» Given exercise a:
Retype the entries exactly, starting with the line that contains "the plastic water" and going on through the line that contains "pixel 1082 245", including both of those lines.

__________

Using the disk model, DRBD exports a special device (/dev/drbdX) that you can use just like a regular disk. Listing 1 illustrates building a file system and mounting the DRBD for use by the host (though it omits other necessary configuration steps, which are referenced in the Resources section).
Listing 1. Building and mounting a file system on a primary DRBD disk
# mkfs.ext3 /dev/drbd0 # mkdir /mnt/drbd # mount -t ext3 /dev/drbd0 /mnt/drbd
You can use the virtual disk that DRBD provides like any other disk, with the replication occurring transparently underneath. Now, take a look at some of the major features of DRBD, including its ability to self-heal.
DRBD major features
Although the idea of a replicated disk is conceptually simple (and its development relatively straightforward), there are inherent complexities in a robust implementation. For example, replicating blocks to a networked drive is fairly simple, but handling failures and transient outages (and the resulting synchronization of the drives) is where the real solution begins. This section describes the major features that DRBD provides, including the variety of failure models that DRBD supports.
Replication modes
Earlier, this article explored the various methods for replicating data between nodes (two in particular—fully synchronous and asynchronous). DRBD supports a variation on each method that provides a bit more data protection than asynchronous at a slight cost in performance. The memory (or semi-) synchronous mode is a variation of both synchronous and asynchronous. In this mode, the Write operation is acknowledged after the data is stored on the local disk and mirrored to the peer node‘s memory. This mode provides more protection, because the data is mirrored to another node, just in volatile memory instead of the non-volatile disk. It‘s still possible to lose data (for example, if both nodes failed), but failure of the primary node will not cause data loss, because the data has been replicated.

__________

» Given exercise b:
From the DRBD passage, echo word for word the part starting with "Listing 1. Building" and going on through "that DRBD supports.".

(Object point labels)
__________

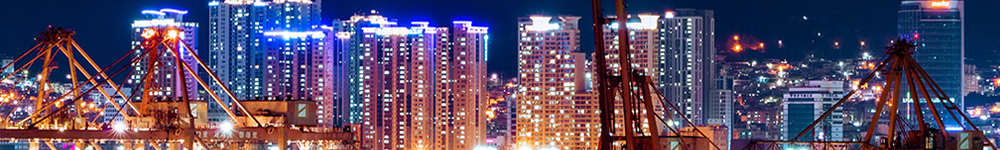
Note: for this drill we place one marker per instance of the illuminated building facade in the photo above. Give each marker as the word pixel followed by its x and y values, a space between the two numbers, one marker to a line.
pixel 687 61
pixel 164 74
pixel 269 49
pixel 348 42
pixel 805 103
pixel 554 108
pixel 643 45
pixel 939 31
pixel 419 87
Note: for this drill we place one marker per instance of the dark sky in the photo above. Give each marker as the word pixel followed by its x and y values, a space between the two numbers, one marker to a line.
pixel 103 25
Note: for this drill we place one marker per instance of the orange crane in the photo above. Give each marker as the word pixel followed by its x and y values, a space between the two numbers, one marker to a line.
pixel 638 93
pixel 899 65
pixel 157 123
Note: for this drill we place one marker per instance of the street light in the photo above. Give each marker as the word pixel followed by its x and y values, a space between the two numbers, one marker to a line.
pixel 226 127
pixel 119 127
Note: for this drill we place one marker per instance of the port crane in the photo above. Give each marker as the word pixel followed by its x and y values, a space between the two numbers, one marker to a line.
pixel 147 119
pixel 898 66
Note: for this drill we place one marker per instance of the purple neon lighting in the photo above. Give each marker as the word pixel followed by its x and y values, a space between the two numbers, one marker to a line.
pixel 165 10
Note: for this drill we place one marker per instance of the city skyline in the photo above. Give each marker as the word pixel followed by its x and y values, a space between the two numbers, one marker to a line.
pixel 876 26
pixel 414 77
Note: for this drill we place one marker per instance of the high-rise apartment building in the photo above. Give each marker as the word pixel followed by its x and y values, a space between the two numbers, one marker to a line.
pixel 721 110
pixel 160 68
pixel 270 49
pixel 349 42
pixel 643 37
pixel 938 29
pixel 554 108
pixel 687 61
pixel 419 87
pixel 804 104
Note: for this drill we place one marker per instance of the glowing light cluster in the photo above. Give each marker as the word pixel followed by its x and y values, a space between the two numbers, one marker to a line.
pixel 344 35
pixel 155 22
pixel 479 29
pixel 294 1
pixel 645 22
pixel 119 127
pixel 398 30
pixel 148 33
pixel 289 35
pixel 240 2
pixel 940 4
pixel 541 23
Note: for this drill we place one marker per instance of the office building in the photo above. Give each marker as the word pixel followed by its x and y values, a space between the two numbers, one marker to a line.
pixel 805 102
pixel 269 50
pixel 158 68
pixel 938 29
pixel 687 61
pixel 554 109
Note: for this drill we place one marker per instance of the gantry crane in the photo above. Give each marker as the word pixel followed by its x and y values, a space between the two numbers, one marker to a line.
pixel 155 123
pixel 637 93
pixel 899 65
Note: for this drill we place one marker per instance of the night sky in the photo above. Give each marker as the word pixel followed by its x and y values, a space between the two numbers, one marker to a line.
pixel 103 25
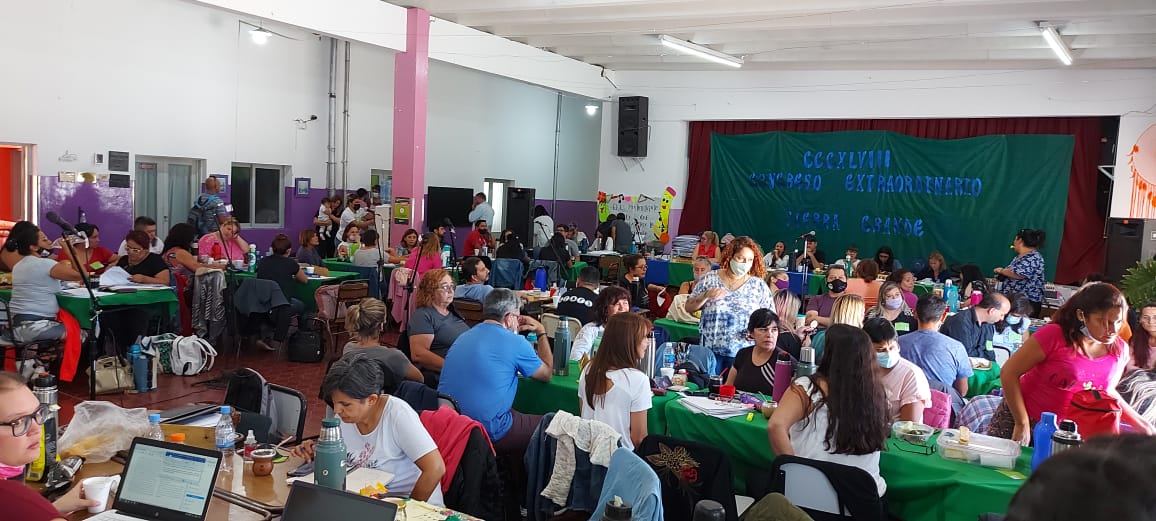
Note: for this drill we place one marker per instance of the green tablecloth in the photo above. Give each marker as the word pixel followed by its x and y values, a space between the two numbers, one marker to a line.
pixel 677 330
pixel 535 397
pixel 984 380
pixel 919 488
pixel 304 291
pixel 81 309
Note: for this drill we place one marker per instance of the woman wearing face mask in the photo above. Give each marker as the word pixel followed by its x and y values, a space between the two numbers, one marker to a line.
pixel 701 267
pixel 1081 347
pixel 735 290
pixel 908 391
pixel 893 307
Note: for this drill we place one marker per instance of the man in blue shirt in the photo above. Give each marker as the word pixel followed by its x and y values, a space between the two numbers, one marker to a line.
pixel 482 367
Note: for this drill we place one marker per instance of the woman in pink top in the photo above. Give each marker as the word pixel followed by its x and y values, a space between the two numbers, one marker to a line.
pixel 1081 347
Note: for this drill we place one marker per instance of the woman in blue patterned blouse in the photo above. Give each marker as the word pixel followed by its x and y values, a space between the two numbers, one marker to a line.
pixel 1025 273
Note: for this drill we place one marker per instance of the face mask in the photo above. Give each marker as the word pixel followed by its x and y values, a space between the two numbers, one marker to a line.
pixel 887 359
pixel 740 268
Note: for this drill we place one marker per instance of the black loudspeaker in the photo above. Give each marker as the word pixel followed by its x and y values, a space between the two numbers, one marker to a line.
pixel 1129 240
pixel 520 213
pixel 634 126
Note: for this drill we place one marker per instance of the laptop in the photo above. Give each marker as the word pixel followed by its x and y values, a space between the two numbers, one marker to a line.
pixel 164 482
pixel 310 503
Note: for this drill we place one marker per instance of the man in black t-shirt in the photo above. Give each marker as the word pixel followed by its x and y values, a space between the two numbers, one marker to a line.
pixel 579 302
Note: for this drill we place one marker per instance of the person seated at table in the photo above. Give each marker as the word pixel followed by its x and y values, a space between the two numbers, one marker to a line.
pixel 286 272
pixel 906 281
pixel 777 258
pixel 148 225
pixel 609 302
pixel 819 307
pixel 1015 328
pixel 936 269
pixel 975 327
pixel 365 322
pixel 227 240
pixel 840 412
pixel 482 367
pixel 941 357
pixel 612 389
pixel 579 302
pixel 847 310
pixel 709 247
pixel 308 251
pixel 866 282
pixel 91 255
pixel 476 274
pixel 379 430
pixel 698 269
pixel 21 419
pixel 893 307
pixel 35 283
pixel 908 392
pixel 754 366
pixel 435 324
pixel 886 260
pixel 1080 349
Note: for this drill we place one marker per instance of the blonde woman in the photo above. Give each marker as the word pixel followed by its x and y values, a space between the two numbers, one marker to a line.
pixel 849 310
pixel 365 321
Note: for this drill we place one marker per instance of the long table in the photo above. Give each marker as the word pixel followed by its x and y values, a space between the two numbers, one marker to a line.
pixel 919 488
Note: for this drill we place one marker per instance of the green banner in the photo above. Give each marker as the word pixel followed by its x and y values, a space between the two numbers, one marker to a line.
pixel 965 198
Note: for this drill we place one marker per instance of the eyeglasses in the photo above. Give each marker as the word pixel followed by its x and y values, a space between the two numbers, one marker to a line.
pixel 21 425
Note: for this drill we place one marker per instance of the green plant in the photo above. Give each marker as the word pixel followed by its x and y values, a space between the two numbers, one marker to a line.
pixel 1139 284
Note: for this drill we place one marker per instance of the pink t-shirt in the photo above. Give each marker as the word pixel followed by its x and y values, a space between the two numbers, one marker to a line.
pixel 906 384
pixel 1050 385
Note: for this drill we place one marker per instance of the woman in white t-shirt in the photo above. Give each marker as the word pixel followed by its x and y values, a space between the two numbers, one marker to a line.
pixel 380 431
pixel 612 389
pixel 838 414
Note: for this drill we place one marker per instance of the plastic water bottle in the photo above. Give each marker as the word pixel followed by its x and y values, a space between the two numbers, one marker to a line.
pixel 154 428
pixel 951 295
pixel 562 348
pixel 225 438
pixel 1042 438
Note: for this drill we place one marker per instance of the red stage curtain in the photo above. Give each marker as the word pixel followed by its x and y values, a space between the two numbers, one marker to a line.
pixel 1082 245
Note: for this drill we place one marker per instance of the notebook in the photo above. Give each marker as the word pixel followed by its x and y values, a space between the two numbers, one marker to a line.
pixel 311 503
pixel 164 482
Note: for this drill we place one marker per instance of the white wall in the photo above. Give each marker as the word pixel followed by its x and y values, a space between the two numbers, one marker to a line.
pixel 676 98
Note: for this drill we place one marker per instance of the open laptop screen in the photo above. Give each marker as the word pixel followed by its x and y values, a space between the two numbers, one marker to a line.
pixel 168 481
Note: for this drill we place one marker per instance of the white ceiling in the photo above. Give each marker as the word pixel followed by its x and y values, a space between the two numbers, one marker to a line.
pixel 812 35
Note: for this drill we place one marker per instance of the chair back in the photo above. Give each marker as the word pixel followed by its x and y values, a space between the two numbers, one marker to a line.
pixel 827 490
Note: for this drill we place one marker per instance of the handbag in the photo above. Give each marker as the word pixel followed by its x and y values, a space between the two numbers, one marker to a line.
pixel 112 376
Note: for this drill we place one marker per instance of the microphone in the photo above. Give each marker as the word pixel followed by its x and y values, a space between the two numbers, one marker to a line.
pixel 54 218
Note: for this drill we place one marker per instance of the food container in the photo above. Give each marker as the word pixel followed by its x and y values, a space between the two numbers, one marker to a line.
pixel 980 449
pixel 912 432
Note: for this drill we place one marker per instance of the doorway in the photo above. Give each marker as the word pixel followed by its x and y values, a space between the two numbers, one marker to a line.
pixel 165 188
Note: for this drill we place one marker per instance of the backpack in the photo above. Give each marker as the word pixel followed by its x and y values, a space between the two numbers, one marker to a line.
pixel 191 355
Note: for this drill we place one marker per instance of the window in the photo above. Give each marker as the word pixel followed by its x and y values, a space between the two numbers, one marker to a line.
pixel 495 194
pixel 258 194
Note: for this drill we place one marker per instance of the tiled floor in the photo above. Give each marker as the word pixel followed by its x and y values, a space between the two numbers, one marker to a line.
pixel 179 391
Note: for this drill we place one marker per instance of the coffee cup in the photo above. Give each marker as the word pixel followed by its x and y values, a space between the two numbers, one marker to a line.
pixel 98 489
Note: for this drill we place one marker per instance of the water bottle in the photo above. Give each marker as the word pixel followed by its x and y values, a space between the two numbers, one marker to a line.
pixel 951 295
pixel 1042 437
pixel 562 348
pixel 154 428
pixel 330 459
pixel 225 438
pixel 140 367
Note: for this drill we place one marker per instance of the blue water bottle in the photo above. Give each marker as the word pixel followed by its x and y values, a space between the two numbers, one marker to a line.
pixel 1042 439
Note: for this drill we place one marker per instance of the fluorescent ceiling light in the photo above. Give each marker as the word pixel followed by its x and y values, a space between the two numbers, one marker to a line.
pixel 1053 41
pixel 699 51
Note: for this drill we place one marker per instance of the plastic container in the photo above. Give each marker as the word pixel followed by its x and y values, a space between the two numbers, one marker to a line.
pixel 980 449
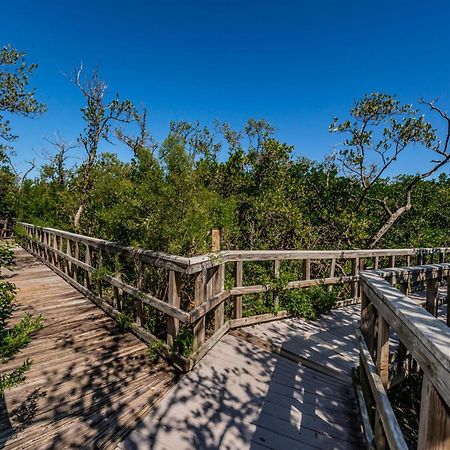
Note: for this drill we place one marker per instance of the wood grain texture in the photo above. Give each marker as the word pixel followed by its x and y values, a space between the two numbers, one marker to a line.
pixel 89 384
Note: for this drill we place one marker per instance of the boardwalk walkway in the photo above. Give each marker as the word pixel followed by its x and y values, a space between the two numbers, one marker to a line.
pixel 283 384
pixel 242 396
pixel 89 383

__________

» Correct result a:
Note: for this drill we place one marker per instance of the plastic water bottle in the photo above. Give each marker as the word pixel followed by its x and y values, a space between the two numbers, one marker to a line.
pixel 154 428
pixel 951 295
pixel 562 348
pixel 225 438
pixel 1042 438
Note: for this drill we place one marker per instance of the red stage curtain in the photo above. Give each marker as the word pixel followed by its x and y values, a space between the two numbers, one marker to a line.
pixel 1082 245

» Correct result b:
Listing 1. Building and mounting a file system on a primary DRBD disk
# mkfs.ext3 /dev/drbd0 # mkdir /mnt/drbd # mount -t ext3 /dev/drbd0 /mnt/drbd
You can use the virtual disk that DRBD provides like any other disk, with the replication occurring transparently underneath. Now, take a look at some of the major features of DRBD, including its ability to self-heal.
DRBD major features
Although the idea of a replicated disk is conceptually simple (and its development relatively straightforward), there are inherent complexities in a robust implementation. For example, replicating blocks to a networked drive is fairly simple, but handling failures and transient outages (and the resulting synchronization of the drives) is where the real solution begins. This section describes the major features that DRBD provides, including the variety of failure models that DRBD supports.